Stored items
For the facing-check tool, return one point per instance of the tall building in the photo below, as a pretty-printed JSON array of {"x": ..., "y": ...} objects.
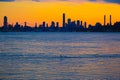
[
  {"x": 104, "y": 20},
  {"x": 25, "y": 24},
  {"x": 110, "y": 20},
  {"x": 57, "y": 24},
  {"x": 63, "y": 20},
  {"x": 69, "y": 21},
  {"x": 43, "y": 25},
  {"x": 5, "y": 21},
  {"x": 85, "y": 25},
  {"x": 81, "y": 23},
  {"x": 78, "y": 23}
]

## [WHAT THIS TASK INVOLVES]
All of the entries above must be reproduced exactly, and no image may be included.

## [RESULT OF THE TASK]
For the facing-check tool, return one point per instance of the tall building in the photo below, as a pretty-printed JSON array of {"x": ..., "y": ...} objects.
[
  {"x": 104, "y": 20},
  {"x": 25, "y": 24},
  {"x": 110, "y": 20},
  {"x": 57, "y": 24},
  {"x": 63, "y": 20},
  {"x": 69, "y": 21},
  {"x": 43, "y": 25},
  {"x": 5, "y": 21},
  {"x": 85, "y": 25},
  {"x": 81, "y": 23},
  {"x": 78, "y": 23}
]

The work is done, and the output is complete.